Task directions » Write out precisely the lines beginning with the line that contains "Query: horse's ear" and ending with the last line of the entries, and no other lines.

Data for the task: Begin

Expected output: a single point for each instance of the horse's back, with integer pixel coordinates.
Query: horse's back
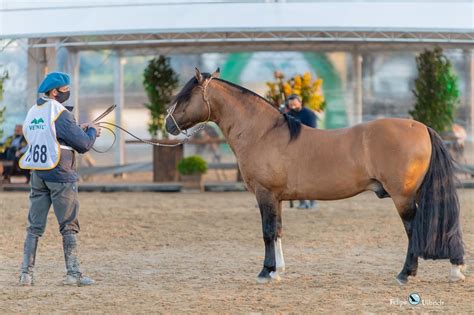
(397, 153)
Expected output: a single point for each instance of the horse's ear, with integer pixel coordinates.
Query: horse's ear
(199, 76)
(216, 73)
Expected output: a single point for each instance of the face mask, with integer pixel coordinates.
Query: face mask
(62, 96)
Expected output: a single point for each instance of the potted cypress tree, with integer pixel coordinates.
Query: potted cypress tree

Data for the task: End

Response area »
Query: horse's ear
(199, 76)
(216, 73)
Expected output: a single point for each instance of the face mask, with integer pixel coordinates.
Query: face mask
(62, 96)
Expected output: a single point for each instance of the potted cypress tree, with integer pixel coordinates.
Query: potted cypress tree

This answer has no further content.